Instrucción dada A
Enumera, por favor, cada línea de los registros que contenga la palabra "track".
══════
Roberto Echavarren nos ofrece las palabras de presentación del libro Indios del espíritu, muestra de poesía aparecida recientemente con el sello editorial La Flauta Mágica.
Por Robeto Echavarren*
Crédito de la foto (izq.) Ed. La Flauta Mágica /
(der.) www.modestorimba.com.ar
¿De qué hablan los poetas?
¿De qué hablan?
¿Hablan de algo? Un concierto global. Bordean el relato pero no caen en él —me refiero a los incluidos en esta selección—; la anécdota puede articularse en cualquiera de ellos y de hecho lo hace, aunque apenas en sus rasgos decisivos, como un verdadero suceso (no rutinario, convencional o “realista”), un fuera del relato que alucina el detalle más allá de “toda verba”, y hace guardia desde el afuera.
El tono del canto está por encima del reportaje. No quiere decir que no reporte, pero es como si lo retrasara indefinidamente. Su plétora es su opacidad. Su resistencia.
Expresa el evento en sus vectores de situación. Es un modo provisorio y sintético de establecer los rasgos decisivos de una situación. El poema recupera algo así como una experiencia cruda, una experiencia cruda de intensidad afectiva —la emoción sensible: el niño mira las estrellas y se da cuenta de que le gustan. El impacto de lo no procesado todavía, la mancha blanca, la salpicadura, una borrosidad inexacta, nebular, inmanente e inminente, que interpela.
══════
Instrucción dada B
¿Qué adjetivos aplica la presentación del libro Indios del espíritu a "una borrosidad"? Enuméralos todos.
══════
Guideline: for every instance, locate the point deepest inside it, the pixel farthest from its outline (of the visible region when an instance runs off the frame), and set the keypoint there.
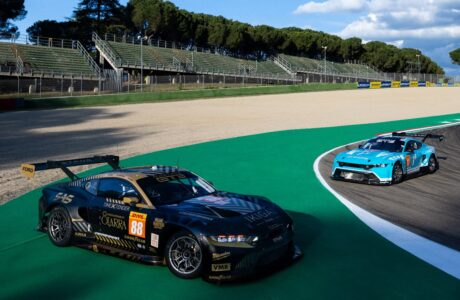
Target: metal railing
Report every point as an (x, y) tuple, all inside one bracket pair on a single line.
[(88, 59), (108, 52)]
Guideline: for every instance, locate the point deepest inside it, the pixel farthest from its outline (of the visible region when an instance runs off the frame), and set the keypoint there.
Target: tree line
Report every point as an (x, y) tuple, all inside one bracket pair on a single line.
[(163, 20)]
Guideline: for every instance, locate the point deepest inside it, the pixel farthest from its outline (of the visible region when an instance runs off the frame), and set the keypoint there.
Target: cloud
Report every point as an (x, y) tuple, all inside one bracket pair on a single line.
[(331, 6), (397, 43), (429, 25)]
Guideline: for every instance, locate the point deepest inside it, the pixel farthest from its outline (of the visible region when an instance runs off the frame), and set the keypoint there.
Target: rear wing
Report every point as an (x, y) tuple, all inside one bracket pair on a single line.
[(29, 170), (420, 135)]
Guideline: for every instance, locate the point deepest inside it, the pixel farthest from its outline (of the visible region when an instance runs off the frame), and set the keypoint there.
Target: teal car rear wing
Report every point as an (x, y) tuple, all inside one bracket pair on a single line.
[(424, 137)]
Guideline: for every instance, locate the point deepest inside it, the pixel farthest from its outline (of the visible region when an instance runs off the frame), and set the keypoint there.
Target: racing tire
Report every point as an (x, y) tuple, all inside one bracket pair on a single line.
[(60, 229), (184, 255), (432, 165), (397, 175)]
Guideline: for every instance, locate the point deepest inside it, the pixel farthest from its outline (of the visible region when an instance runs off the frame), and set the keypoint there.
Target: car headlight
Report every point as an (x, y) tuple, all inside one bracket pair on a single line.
[(237, 240), (381, 165)]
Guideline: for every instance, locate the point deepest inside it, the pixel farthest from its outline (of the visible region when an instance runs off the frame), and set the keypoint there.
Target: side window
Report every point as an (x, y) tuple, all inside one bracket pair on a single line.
[(91, 186), (410, 146), (115, 188)]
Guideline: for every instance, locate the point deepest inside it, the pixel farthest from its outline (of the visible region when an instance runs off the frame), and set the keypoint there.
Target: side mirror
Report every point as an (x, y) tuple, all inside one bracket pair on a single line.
[(131, 200)]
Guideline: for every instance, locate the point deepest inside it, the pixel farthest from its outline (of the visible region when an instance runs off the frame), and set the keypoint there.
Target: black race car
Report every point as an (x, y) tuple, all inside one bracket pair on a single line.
[(164, 215)]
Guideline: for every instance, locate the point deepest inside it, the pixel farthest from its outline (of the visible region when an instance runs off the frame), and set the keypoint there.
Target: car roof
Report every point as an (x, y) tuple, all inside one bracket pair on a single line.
[(136, 173), (396, 138)]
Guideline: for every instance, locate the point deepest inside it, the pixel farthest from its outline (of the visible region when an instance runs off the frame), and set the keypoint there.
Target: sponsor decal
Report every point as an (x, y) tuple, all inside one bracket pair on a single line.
[(215, 200), (408, 161), (260, 215), (137, 224), (158, 223), (277, 239), (107, 235), (116, 206), (64, 198), (169, 177), (363, 85), (80, 234), (220, 256), (220, 277), (376, 84), (154, 240), (221, 267), (113, 221), (186, 213), (28, 170), (413, 83), (396, 84), (386, 84), (405, 83), (134, 239)]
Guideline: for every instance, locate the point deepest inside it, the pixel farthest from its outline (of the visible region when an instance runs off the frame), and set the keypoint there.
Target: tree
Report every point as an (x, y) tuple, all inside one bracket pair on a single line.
[(455, 56), (51, 28), (10, 10), (97, 15)]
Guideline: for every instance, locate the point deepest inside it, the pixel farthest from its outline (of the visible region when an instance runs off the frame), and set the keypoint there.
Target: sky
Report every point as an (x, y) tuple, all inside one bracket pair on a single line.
[(433, 26)]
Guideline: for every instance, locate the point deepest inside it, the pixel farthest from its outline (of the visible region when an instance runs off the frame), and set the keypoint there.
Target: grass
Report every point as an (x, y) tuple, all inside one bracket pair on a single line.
[(125, 98)]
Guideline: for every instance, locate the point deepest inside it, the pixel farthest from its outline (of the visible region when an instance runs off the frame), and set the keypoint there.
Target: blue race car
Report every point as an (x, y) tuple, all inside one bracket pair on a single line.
[(387, 159)]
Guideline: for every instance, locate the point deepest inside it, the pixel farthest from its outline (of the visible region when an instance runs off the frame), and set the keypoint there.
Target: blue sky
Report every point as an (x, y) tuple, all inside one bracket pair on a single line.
[(431, 26)]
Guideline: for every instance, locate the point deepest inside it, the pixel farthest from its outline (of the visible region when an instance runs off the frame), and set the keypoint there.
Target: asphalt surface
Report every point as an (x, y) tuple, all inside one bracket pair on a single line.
[(428, 205)]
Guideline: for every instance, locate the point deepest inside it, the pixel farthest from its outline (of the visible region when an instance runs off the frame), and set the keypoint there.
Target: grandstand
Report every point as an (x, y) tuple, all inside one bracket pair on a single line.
[(67, 59), (296, 64), (48, 61), (127, 55)]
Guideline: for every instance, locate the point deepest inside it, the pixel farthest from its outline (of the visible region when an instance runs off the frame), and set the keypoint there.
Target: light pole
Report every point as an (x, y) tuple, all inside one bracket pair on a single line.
[(325, 53), (142, 63), (418, 64)]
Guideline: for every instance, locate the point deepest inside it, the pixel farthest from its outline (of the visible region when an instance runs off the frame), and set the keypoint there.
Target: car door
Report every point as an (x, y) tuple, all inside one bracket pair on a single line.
[(118, 224), (413, 157)]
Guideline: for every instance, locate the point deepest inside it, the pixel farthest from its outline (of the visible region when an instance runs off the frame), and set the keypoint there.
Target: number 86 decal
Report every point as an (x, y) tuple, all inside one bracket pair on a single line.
[(137, 224)]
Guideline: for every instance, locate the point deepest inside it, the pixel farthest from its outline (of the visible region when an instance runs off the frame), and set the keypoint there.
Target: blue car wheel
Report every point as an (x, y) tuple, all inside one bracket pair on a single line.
[(397, 174), (432, 164)]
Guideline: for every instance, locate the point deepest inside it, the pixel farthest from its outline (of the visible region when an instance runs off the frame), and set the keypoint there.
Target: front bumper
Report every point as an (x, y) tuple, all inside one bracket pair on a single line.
[(358, 176), (228, 264)]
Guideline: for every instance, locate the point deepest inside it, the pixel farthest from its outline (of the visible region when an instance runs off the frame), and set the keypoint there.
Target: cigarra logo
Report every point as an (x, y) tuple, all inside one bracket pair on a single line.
[(220, 267), (65, 198)]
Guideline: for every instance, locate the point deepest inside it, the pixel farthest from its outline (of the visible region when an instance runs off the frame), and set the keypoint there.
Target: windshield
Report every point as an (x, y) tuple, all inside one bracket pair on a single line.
[(391, 145), (174, 187)]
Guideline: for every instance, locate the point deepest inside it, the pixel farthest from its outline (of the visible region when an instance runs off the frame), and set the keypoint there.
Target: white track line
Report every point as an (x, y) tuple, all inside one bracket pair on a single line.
[(437, 255)]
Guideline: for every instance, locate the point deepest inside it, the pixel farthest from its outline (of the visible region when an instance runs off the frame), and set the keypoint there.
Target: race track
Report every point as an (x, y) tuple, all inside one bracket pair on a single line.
[(427, 205)]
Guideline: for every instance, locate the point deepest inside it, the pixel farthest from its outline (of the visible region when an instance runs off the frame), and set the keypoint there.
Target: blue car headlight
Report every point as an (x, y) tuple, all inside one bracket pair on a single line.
[(381, 165)]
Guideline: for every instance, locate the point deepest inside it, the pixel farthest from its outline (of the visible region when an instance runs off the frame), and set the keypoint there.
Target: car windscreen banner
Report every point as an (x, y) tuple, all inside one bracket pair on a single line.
[(396, 84), (404, 83), (386, 84), (364, 85), (376, 84)]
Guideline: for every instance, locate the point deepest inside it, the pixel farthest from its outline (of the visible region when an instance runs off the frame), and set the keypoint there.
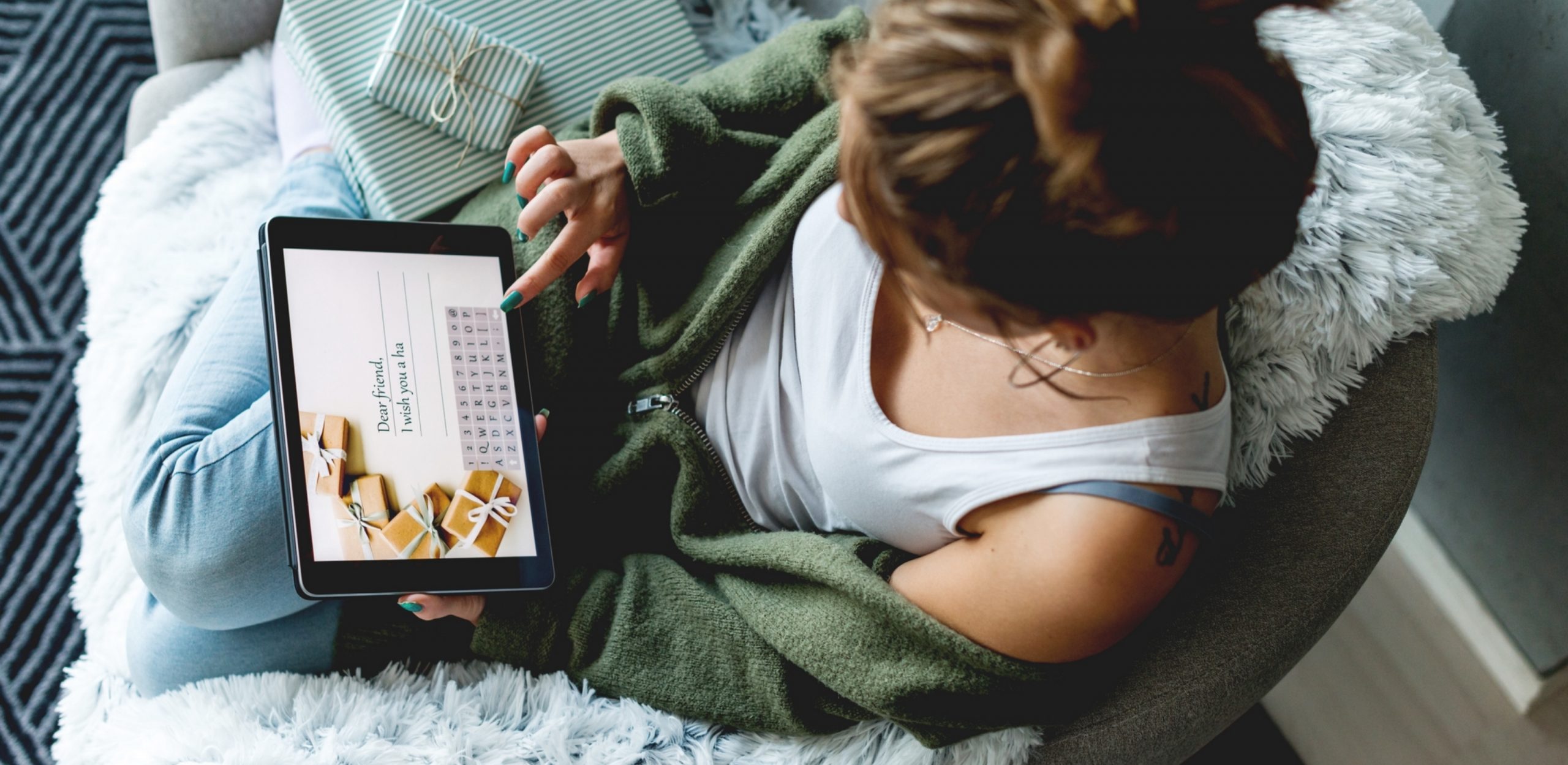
══════
Resultado final A
Target: white track line
Target: race track

Resultado final B
inexacta, nebular, inmanente, inminente